(Items from a data collection)

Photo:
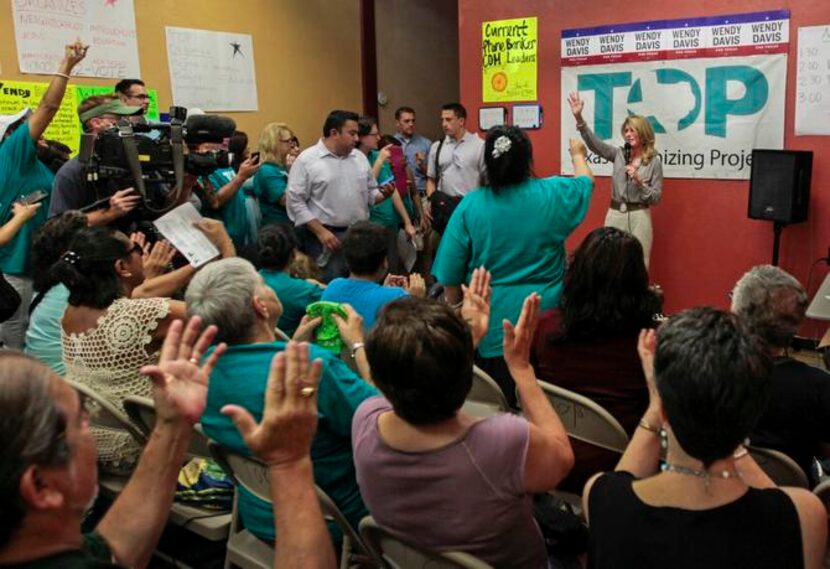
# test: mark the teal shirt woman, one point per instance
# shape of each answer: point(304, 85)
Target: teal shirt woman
point(269, 189)
point(276, 153)
point(294, 294)
point(234, 212)
point(516, 228)
point(240, 378)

◆ **Requirement**
Copy out every line of the items above word for word, but leave out the pictures.

◆ **Result of the exercise**
Photo:
# test: mark the teal shirt woman, one point per instance
# shape of each answer: point(304, 85)
Target: teal shirt woman
point(269, 189)
point(276, 153)
point(294, 294)
point(234, 212)
point(516, 228)
point(240, 378)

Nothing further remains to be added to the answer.